#### Goals:
**a)** In the forum thread, since when has the wife been living away from the house?
**b)** Decide whether each statement agrees with the forum thread. Answer yes or no, and quote the words from the forum thread that settle it. (i) The couple had children together. (ii) The wife took the pictures with her when she left. (iii) The reply suggests changing the house.

#### Excerpt to read:

---------------

# Marriage over/I'm still on our house though and seeing pictures...



## LonelyIrish

Hi, I'm working from home this week as my wife told me on Sunday that the spark is just not there and she is just not the same person she was many years ago. We were married 9 years, dating 13 and I am 37 she is 35 now. 
She has moved out since the start of June to see if she could get her head sorted but it never happened and now it's over.

My questions are:
Should I change the pictures etc at this stage (day 3)? We had no kids due to a physical constraint so the walls are full of pictures of her and me and her at birthdays etc etc. When I see them I'm breaking down. she is out of the house and took no pictures or anything from "us". I am left in a house of memories (good ones though) but should I change things like the pictures and put up pictures of me and my friends and family which would make me happier?

also, she has not yet moved all her stuff out so her earrings are still on the bedside locker and her teddybears that I bought her when she was sick many years ago are still there and it breaks my heart when I see them. 

Should I be leaving all this stuff as it is, looking at it, crying and realising that it is a process, or should I be putting the house in a place where it makes it easier for me to live?

I've no real choice but to move on and realise I did my best in my marriage and I treated her really well, but now I need to put that in the past, move on myself and worry only about me and how I can make myself happy.
My only concern is that I believe it's important to grieve but do I need her pictures, her clothes, her perfume, her mugs and plates and bowls and paintings as a constant reminder?
It feels like the house is still "ours" when it is in this way. I need to start making the house "mine".

What do you think oh wise internetters?

LI.


----------



## Syrum

I say start changing it up.

make it your own place, and doing things you want to do with the space.

I hope everything goes very well for you from here on out.


----------

---------------

#### Provided records:
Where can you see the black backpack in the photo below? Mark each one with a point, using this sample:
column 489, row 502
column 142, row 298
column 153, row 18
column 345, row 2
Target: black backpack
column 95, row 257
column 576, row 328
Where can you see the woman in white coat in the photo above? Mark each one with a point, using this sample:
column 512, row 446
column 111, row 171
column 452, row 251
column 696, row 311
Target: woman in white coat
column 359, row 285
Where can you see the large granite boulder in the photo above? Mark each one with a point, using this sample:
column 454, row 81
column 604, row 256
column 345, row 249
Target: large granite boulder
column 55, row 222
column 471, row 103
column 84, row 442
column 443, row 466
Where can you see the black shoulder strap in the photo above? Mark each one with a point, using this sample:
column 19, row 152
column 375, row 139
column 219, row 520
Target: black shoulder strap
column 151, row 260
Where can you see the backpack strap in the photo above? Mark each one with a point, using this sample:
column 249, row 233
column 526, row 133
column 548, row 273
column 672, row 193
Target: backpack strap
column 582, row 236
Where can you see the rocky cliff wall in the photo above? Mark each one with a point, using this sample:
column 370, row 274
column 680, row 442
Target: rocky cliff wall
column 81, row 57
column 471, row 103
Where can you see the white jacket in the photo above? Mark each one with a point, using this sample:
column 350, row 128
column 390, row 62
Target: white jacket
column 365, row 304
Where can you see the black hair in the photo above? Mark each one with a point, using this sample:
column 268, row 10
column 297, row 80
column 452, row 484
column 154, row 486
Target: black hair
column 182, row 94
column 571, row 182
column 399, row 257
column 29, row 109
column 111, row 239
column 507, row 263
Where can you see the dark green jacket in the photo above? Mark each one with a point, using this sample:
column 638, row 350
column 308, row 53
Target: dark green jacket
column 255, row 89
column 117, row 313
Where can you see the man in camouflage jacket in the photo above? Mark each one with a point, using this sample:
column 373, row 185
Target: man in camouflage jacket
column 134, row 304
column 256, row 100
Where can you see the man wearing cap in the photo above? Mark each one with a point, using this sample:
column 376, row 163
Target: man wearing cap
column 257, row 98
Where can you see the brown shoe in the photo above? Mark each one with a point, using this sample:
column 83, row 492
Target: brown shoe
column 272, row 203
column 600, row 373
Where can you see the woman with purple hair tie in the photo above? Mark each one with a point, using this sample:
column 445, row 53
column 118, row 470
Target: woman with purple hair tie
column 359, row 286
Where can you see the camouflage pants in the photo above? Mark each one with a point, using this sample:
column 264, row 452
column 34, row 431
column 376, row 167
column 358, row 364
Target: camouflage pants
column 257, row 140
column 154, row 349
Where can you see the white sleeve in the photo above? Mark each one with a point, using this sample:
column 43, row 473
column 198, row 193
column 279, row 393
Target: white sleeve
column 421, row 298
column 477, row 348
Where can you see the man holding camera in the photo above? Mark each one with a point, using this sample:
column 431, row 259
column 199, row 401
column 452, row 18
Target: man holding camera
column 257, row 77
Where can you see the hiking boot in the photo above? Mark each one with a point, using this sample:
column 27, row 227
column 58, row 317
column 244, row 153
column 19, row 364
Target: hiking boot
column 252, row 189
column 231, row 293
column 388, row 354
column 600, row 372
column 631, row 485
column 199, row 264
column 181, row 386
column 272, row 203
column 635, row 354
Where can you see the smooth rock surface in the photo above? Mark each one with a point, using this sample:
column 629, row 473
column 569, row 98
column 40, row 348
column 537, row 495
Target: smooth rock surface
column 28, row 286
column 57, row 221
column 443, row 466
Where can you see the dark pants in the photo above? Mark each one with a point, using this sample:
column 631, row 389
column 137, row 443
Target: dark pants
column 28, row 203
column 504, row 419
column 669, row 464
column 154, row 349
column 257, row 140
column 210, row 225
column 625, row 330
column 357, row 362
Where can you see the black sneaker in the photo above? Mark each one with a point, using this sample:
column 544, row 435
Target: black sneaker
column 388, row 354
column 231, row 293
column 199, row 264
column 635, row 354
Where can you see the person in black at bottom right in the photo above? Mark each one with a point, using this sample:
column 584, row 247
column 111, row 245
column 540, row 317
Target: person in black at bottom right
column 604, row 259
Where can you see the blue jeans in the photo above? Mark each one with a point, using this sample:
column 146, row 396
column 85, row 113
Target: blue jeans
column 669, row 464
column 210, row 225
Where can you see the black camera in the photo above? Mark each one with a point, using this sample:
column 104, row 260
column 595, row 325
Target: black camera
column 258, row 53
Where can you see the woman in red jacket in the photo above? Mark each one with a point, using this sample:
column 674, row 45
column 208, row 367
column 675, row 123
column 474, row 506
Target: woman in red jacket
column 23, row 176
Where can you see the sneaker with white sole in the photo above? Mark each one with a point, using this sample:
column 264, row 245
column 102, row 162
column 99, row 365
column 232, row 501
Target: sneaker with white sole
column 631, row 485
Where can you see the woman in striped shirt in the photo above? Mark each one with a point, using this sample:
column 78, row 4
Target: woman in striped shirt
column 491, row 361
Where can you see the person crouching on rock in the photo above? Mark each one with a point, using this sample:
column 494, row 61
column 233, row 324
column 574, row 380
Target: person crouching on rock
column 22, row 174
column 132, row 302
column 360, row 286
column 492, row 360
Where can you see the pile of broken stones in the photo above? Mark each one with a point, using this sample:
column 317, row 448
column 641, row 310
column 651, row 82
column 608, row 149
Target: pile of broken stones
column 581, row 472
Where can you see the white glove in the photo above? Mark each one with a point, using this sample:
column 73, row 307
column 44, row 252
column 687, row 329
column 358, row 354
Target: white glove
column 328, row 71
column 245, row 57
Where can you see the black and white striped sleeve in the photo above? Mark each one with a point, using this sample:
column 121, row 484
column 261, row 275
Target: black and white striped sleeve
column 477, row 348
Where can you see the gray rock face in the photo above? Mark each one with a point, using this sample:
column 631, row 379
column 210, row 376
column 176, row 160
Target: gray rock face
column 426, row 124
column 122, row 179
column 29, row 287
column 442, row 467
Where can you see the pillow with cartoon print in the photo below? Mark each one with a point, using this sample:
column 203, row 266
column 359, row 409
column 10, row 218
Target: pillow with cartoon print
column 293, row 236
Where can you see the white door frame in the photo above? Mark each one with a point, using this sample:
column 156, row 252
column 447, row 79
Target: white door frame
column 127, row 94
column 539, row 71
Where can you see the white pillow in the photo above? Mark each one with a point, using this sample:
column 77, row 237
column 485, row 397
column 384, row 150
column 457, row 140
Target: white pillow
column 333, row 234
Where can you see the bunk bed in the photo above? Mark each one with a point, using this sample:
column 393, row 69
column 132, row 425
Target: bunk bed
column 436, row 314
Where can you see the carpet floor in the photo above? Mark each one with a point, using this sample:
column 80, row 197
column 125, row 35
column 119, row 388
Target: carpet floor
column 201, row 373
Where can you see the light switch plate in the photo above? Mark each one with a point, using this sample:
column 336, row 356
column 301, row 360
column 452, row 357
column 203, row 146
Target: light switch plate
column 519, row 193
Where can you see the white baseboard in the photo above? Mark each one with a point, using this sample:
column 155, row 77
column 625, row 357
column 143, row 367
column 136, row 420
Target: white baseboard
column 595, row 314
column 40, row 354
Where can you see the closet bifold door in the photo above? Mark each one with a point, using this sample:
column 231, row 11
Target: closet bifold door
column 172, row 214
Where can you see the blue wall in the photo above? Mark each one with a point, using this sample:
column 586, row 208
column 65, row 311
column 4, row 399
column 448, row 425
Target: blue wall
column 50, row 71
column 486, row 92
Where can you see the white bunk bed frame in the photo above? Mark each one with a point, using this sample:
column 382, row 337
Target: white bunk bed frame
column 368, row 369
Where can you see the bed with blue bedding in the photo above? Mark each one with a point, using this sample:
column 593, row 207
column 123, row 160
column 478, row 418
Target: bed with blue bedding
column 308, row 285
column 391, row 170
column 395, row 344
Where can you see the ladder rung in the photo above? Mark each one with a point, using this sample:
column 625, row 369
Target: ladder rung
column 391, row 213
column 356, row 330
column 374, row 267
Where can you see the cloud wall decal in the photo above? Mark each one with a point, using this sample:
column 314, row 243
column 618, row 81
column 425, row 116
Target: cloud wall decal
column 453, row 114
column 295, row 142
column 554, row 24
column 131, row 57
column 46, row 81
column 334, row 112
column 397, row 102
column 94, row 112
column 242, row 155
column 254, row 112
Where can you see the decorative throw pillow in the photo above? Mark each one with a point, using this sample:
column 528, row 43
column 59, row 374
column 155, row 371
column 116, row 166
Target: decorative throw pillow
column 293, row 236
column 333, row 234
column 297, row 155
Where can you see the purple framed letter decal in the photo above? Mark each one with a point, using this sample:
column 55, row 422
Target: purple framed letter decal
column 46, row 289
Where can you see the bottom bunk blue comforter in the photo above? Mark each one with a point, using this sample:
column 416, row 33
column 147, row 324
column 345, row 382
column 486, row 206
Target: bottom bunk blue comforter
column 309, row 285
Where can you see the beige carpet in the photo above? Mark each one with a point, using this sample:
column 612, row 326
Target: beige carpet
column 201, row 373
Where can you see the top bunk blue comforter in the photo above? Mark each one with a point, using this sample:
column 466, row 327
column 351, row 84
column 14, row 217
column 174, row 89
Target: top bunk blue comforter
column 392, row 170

---------------

#### Answers for the exercise:
**a)** Since the start of June.

**b)**
(i) No: "We had no kids due to a physical constraint."
(ii) No: "took no pictures"
(iii) Yes: "I say start changing it up."